Epilogue to Aggie’s Autobiography

After “The Enemy,” Aggie worked on two successful pictures for Marion Davies: “The Patsy” and “Show People.” Since both films were directed by King Vidor, it’s likely that the Catalina incident my father described in his 1980 letter occurred during this period. (See Summary of Concluding Chapters)

Aggie’s IMDb credits include many more pictures, indicating that she successfully made the transition to ‘talkies.’ She worked on most of the Andy Hardy movies starring a teen-age Mickey Rooney, and two of the “Janie” movies about a high-spirited teenager. Her daughter, Ruth, wrote, “Aggie became Hollywood’s authority on ‘teen-agers,’ writing for Deanna Durbin, Shirley Temple, and Mickey Rooney in the Hardy Series. Where did she get her expertise? From her children, of course! Card files were placed in our schools and colleges and our friends were invited to contribute anecdotes and teen-talk. Usable items brought the contributor from $1 to $5.”

According to IMDb, Frank also wrote several original stories in the 1930’s that were made into movies, such as “Helldorado” with Frank Bellamy. His last movie credit is for “Nobody’s Fool” in 1936.

How to complete this task –
Rewrite the epilogue from "Epilogue to Aggie’s Autobiography" up to and including "of Concluding Chapters)", putting "films" in place of "pictures". Rely on the epilogue alone.

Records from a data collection
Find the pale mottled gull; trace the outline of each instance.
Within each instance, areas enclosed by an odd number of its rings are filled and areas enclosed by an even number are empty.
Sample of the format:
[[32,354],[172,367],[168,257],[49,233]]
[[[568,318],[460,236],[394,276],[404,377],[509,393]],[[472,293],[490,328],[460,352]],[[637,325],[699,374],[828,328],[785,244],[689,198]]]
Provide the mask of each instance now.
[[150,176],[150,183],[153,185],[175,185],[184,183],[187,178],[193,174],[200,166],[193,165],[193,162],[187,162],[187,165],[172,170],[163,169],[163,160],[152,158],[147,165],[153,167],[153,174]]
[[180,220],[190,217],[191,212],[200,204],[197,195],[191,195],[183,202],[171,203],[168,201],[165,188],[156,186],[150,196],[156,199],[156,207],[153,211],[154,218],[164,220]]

Your solution –
Epilogue to Aggie’s Autobiography

After “The Enemy,” Aggie worked on two successful films for Marion Davies: “The Patsy” and “Show People.” Since both films were directed by King Vidor, it’s likely that the Catalina incident my father described in his 1980 letter occurred during this period. (See Summary of Concluding Chapters)